Records from a collection:
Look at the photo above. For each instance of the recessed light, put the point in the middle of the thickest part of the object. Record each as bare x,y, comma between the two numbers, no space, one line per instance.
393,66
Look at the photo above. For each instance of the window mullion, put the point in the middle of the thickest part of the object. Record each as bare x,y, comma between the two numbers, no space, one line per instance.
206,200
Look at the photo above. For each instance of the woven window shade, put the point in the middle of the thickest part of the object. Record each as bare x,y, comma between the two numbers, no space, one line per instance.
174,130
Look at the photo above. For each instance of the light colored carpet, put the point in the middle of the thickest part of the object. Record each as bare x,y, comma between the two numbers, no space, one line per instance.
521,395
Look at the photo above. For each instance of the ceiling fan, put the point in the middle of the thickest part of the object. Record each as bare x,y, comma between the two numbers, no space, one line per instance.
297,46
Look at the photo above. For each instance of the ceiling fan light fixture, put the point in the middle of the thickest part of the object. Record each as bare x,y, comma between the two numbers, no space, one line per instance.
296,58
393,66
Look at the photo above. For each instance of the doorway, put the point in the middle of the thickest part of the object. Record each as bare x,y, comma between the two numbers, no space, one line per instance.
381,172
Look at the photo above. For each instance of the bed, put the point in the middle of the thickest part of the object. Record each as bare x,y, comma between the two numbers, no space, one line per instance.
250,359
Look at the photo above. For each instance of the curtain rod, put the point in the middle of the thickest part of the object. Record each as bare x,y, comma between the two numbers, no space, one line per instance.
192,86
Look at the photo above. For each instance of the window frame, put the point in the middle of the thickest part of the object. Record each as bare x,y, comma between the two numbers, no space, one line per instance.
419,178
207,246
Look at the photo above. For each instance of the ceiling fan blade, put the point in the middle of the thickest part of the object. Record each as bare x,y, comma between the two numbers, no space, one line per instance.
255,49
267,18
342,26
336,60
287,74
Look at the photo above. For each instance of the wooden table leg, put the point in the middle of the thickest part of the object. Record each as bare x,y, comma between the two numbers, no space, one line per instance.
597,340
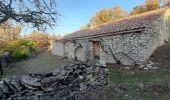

#### [DESCRIPTION OF THE TASK]
Apart from the pictures, every record must be set down exactly.

#### [ANSWER AREA]
Look at the photo above. For each instance of the recessed light, put the point in the middle of the thickest part of the object. Record each as bare x,y, comma between the two numbers, no space, one line per instance.
393,66
Look at the photo above. For each instance of the window mullion, put the point in the middle of the thickest part of the object. Record each as bare x,y, comma between the two numbers, no space, one line per instance.
206,200
Look at the photo above. For each instance of the woven window shade, put the point in the middle of the thickest part of the object. Record each as bare x,y, comma between the two numbers, no space, one line per instance.
174,130
Look at the photo above. For each instance of the light colored carpet, put the point in the middle of the thickest part of the object. Record each as bare x,y, comma between the two numbers, no space, one line per instance.
521,395
Look at the photo above. For each instance of the ceiling fan, put the point in the middle of the thickest part of the object. Record each as bare x,y, comma between the two numbers, no space, one line per instance.
297,46
Look at the photo above. For each instance of the ceiling fan light fixture, put the point in the middle of the thickest part of the object. Record each as bare x,y, comma between the two numbers, no space, one line per instance.
296,58
393,66
Look at the photo above. For each instance of the doorway, put the point in the middle of the thickest part of the object. Record each as bare x,y, comma between the two numbers, no space, one line per instance.
381,172
Look at the photo above. For each instance of the bed, put the point in the middle of the thickest part of the object. Record each as bare x,y, comma between the two numbers, no space, one line per instance.
250,359
Look at the photo above. For each instance of the curtain rod, put the point in the middle of the thickest part of the object. Record each as bare x,y, comma between the two numbers, no space, one line per instance.
192,86
Look at the photo above. For each instance of the window frame, put the point in the middle of the thickest part of the object. Record each as bare x,y, comma between the two numbers, no space, one line per instance.
419,178
207,246
Look at the photo above. For each instance of the ceiling fan blade, put the point in the middle of the thickest part of the object. Record each as bare x,y, comma between the two numbers, no space, one line per instance.
255,49
267,18
342,26
336,60
287,74
Look at the photo above. For each instance of the wooden table leg, put the point in the middle of the thickest part of the object. Record each as bare x,y, comma between the two numbers, no space, one line per instance.
597,340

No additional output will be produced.